Then in the 19th century one can read the Protestant theologian (and father of modern inerrancy), B. B. Warfield, to see how he debunked Catholic miracles and resurrection stories in his famous work, COUNTERFEIT MIRACLES. Which just goes to show, as Dr. Robert M. Price (an ex-fundamentalist Protestant), wrote, "The zeal and ingenuity of conservative evangelical scholars in dismantling the miracles of rival Christian groups (and exploding rival interpretations of Scripture used to support such miracles), is worthy of the most skeptical gospel critic."

In the 20th century after the worldwide rise of Pentecostalism, the conservative Protestant, George W. Peters, dismantled stories of "resurrections" that allegedly took place in the 1970s during the Pentecostal revival in the Phillipines. His book was titled, INDONESIA REVIVAL: FOCUS ON TIMOR(Grand Rapids: Zondervan, 1973), Chapter 4, "The Miracle Phenomena of the Revival," pp. 57-85. Other conservative Protestants have dismantled claims of miracles allegedly performed by Pentecostal televangelist Benny Hinn, including his claim, now withdrawn, that he had "raised someone to life."

This brings us to a Catholic book by Father Albert J. Hebert S.M., RAISED FROM THE DEAD: TRUE STORIES OF 400 RESURRECTION MIRACLES. Father Hebert claims many resurrection miracles have been performed by Roman Catholic saints. Naturally Protestants like Middleton, Warfield, and Peters are not going to simply allow Catholics to believe that their Church has a preponderance of resurrection miracles vouchsafed by God. They are going to question whether any such myriad of miracles ever took place, using every possible reason, rationalization or inkling of doubt in their minds.

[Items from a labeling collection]
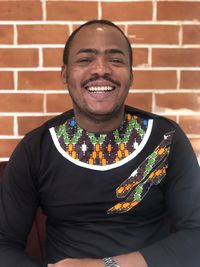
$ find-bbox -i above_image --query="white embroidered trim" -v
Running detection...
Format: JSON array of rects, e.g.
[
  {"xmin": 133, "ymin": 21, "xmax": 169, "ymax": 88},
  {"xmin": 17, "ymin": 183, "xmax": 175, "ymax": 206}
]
[{"xmin": 49, "ymin": 119, "xmax": 153, "ymax": 171}]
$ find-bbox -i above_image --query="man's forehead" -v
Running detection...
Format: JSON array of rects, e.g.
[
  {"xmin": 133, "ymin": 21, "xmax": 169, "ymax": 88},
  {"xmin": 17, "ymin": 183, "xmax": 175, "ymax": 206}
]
[{"xmin": 71, "ymin": 24, "xmax": 127, "ymax": 49}]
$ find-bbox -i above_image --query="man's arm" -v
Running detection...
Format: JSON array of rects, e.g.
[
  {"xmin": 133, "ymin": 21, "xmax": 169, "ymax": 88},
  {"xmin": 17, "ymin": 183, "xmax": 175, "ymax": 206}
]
[
  {"xmin": 50, "ymin": 128, "xmax": 200, "ymax": 267},
  {"xmin": 0, "ymin": 142, "xmax": 42, "ymax": 267},
  {"xmin": 48, "ymin": 252, "xmax": 148, "ymax": 267}
]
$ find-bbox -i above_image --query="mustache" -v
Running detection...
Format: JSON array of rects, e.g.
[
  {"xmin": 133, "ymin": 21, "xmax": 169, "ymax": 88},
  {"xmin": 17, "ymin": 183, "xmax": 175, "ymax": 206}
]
[{"xmin": 81, "ymin": 75, "xmax": 121, "ymax": 87}]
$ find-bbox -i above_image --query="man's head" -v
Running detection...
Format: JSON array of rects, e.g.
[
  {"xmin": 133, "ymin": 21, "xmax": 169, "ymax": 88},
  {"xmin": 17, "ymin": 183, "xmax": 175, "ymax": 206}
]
[
  {"xmin": 63, "ymin": 20, "xmax": 133, "ymax": 70},
  {"xmin": 62, "ymin": 21, "xmax": 132, "ymax": 126}
]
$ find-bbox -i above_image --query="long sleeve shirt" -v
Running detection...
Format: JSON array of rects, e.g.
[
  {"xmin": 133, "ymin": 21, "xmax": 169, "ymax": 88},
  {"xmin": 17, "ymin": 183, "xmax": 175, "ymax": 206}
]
[{"xmin": 0, "ymin": 107, "xmax": 200, "ymax": 267}]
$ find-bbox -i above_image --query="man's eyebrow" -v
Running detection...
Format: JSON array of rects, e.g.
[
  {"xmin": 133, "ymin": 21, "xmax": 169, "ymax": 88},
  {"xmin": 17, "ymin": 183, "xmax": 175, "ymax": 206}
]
[
  {"xmin": 105, "ymin": 48, "xmax": 125, "ymax": 56},
  {"xmin": 76, "ymin": 48, "xmax": 97, "ymax": 55},
  {"xmin": 77, "ymin": 48, "xmax": 125, "ymax": 56}
]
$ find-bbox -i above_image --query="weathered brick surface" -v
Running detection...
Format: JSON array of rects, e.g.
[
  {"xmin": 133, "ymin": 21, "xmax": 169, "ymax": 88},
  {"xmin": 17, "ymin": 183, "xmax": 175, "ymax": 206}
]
[
  {"xmin": 183, "ymin": 25, "xmax": 200, "ymax": 44},
  {"xmin": 152, "ymin": 48, "xmax": 200, "ymax": 67},
  {"xmin": 0, "ymin": 116, "xmax": 13, "ymax": 135},
  {"xmin": 126, "ymin": 93, "xmax": 152, "ymax": 111},
  {"xmin": 47, "ymin": 1, "xmax": 98, "ymax": 21},
  {"xmin": 101, "ymin": 1, "xmax": 152, "ymax": 21},
  {"xmin": 0, "ymin": 0, "xmax": 42, "ymax": 20},
  {"xmin": 43, "ymin": 48, "xmax": 63, "ymax": 67},
  {"xmin": 0, "ymin": 48, "xmax": 38, "ymax": 67},
  {"xmin": 156, "ymin": 93, "xmax": 200, "ymax": 112},
  {"xmin": 133, "ymin": 48, "xmax": 148, "ymax": 67},
  {"xmin": 128, "ymin": 25, "xmax": 179, "ymax": 44},
  {"xmin": 179, "ymin": 116, "xmax": 200, "ymax": 134},
  {"xmin": 157, "ymin": 0, "xmax": 200, "ymax": 20},
  {"xmin": 18, "ymin": 25, "xmax": 69, "ymax": 44},
  {"xmin": 18, "ymin": 116, "xmax": 52, "ymax": 135},
  {"xmin": 0, "ymin": 0, "xmax": 200, "ymax": 161},
  {"xmin": 0, "ymin": 71, "xmax": 14, "ymax": 89},
  {"xmin": 0, "ymin": 93, "xmax": 43, "ymax": 112},
  {"xmin": 47, "ymin": 94, "xmax": 72, "ymax": 112},
  {"xmin": 0, "ymin": 25, "xmax": 13, "ymax": 44},
  {"xmin": 133, "ymin": 70, "xmax": 177, "ymax": 89},
  {"xmin": 180, "ymin": 71, "xmax": 200, "ymax": 89},
  {"xmin": 0, "ymin": 139, "xmax": 19, "ymax": 158},
  {"xmin": 18, "ymin": 71, "xmax": 64, "ymax": 90}
]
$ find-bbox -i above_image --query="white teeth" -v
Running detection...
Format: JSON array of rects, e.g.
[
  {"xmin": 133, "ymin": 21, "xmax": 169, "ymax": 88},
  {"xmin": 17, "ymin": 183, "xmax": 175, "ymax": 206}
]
[{"xmin": 87, "ymin": 86, "xmax": 113, "ymax": 93}]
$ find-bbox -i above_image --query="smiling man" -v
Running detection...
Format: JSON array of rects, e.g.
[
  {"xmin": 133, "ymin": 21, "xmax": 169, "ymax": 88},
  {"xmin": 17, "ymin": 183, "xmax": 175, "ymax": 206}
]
[{"xmin": 0, "ymin": 20, "xmax": 200, "ymax": 267}]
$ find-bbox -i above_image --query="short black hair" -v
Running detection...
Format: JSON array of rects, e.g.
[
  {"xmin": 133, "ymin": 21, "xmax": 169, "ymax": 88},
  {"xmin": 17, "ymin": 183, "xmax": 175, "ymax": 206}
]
[{"xmin": 63, "ymin": 19, "xmax": 132, "ymax": 69}]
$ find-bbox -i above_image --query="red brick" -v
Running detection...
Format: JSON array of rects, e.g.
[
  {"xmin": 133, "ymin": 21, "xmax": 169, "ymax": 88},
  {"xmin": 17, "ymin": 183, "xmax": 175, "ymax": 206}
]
[
  {"xmin": 126, "ymin": 92, "xmax": 152, "ymax": 111},
  {"xmin": 43, "ymin": 48, "xmax": 63, "ymax": 67},
  {"xmin": 0, "ymin": 25, "xmax": 13, "ymax": 44},
  {"xmin": 46, "ymin": 1, "xmax": 98, "ymax": 21},
  {"xmin": 157, "ymin": 0, "xmax": 200, "ymax": 20},
  {"xmin": 0, "ymin": 71, "xmax": 14, "ymax": 89},
  {"xmin": 18, "ymin": 71, "xmax": 64, "ymax": 90},
  {"xmin": 128, "ymin": 25, "xmax": 179, "ymax": 44},
  {"xmin": 133, "ymin": 48, "xmax": 148, "ymax": 67},
  {"xmin": 0, "ymin": 0, "xmax": 42, "ymax": 20},
  {"xmin": 183, "ymin": 25, "xmax": 200, "ymax": 44},
  {"xmin": 0, "ymin": 93, "xmax": 43, "ymax": 112},
  {"xmin": 18, "ymin": 25, "xmax": 69, "ymax": 44},
  {"xmin": 101, "ymin": 1, "xmax": 152, "ymax": 21},
  {"xmin": 18, "ymin": 116, "xmax": 52, "ymax": 135},
  {"xmin": 0, "ymin": 116, "xmax": 13, "ymax": 135},
  {"xmin": 72, "ymin": 24, "xmax": 125, "ymax": 32},
  {"xmin": 47, "ymin": 93, "xmax": 72, "ymax": 112},
  {"xmin": 179, "ymin": 116, "xmax": 200, "ymax": 134},
  {"xmin": 0, "ymin": 139, "xmax": 20, "ymax": 158},
  {"xmin": 0, "ymin": 48, "xmax": 38, "ymax": 67},
  {"xmin": 152, "ymin": 48, "xmax": 200, "ymax": 67},
  {"xmin": 156, "ymin": 93, "xmax": 200, "ymax": 112},
  {"xmin": 190, "ymin": 138, "xmax": 200, "ymax": 162},
  {"xmin": 180, "ymin": 71, "xmax": 200, "ymax": 89},
  {"xmin": 133, "ymin": 70, "xmax": 177, "ymax": 89}
]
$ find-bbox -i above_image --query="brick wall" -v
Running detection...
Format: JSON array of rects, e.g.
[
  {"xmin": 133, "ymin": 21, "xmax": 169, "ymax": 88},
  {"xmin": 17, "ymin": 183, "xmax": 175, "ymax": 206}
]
[{"xmin": 0, "ymin": 0, "xmax": 200, "ymax": 160}]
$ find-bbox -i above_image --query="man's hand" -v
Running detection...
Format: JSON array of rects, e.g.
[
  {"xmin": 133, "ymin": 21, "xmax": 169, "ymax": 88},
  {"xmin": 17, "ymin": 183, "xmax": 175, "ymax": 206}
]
[{"xmin": 48, "ymin": 259, "xmax": 104, "ymax": 267}]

● **Directives**
**A)** Copy out each line of the listing that contains the string "brick", matching its case.
**B)** Continue the passage on miracle claims, picking up right after its final sentence.
The passage on miracle claims and the listing come from separate, unrelated sources.

● **Answers to the exercises**
**A)**
$ find-bbox -i above_image --query="weathered brick surface" -v
$ find-bbox -i above_image --query="red brick" -v
$ find-bbox -i above_image --query="brick wall" -v

**B)**
But then one must ask how those same Protestants, so willing to employ every reason and rationalization at their disposal to deny Catholic miracles -- chalking them up to gullibility, blindness, folk tales, myths, legends, or the result of living in ignorant and superstitious times -- expect modern day people to believe every last miracle in the Bible instead?

On what historical grounds can the miracles of Protestantism's "enemy," the Catholic Church, be rejected without also rejecting or at least questioning heartily those found in the N.T.? If Father Hebert is correct then the miracles he enumerates serve as evidence of God's approval of the Roman Catholic Church's status as true church of God. And the miracles Father Hebert documents happened much more recently than those reported in the Gospels, and they are reported by people about whom we know more than is known about the Gospel writers. So what do we really know of the anonymous writers of the Gospels that assures us that they would not make use of whatever stories or pious legends were being spread about by others living in such a superstitious era?

CATHOLICISM critiques the sufficiency of Scripture,
PROTESTANTISM critiques other Christian's beliefs in the movement of the spirit within their church (which was the Catholic church for centuries).

And that's but one reason why I remain agnostic concerning such matters. *smile* For a few others read,
If It Wasn't For Agnosticism I Would Know WHAT to Believe,
Agnosticism: Reasons to Leave Christianity

( Edward T. Babinski )


Stan, the Half-Truth Teller said...

I must say that it is with smug satisfaction that I observe competing forms of "Christians" debate various aspects of their theology -- especially considering that such debate necessarily weakens the "faith" of those with an inkling of freethought coursing through their veins.

I would absolutly love it if we could find a particular topic on which the atheists and/or agnostics have a specific stance, yet on which each of the Harveys, Hinmans, Jasons, Rachels, Marys, Dans, and whatever other apologists I've missed, would each disagree (and I apologize if I've misclassified any of you).

That is, a topic whose thesis would be at odds with all of their competing forms of Christianity. A topic which we could start and merely observe as it reaches critical mass, or act as injected tritium ions if we choose.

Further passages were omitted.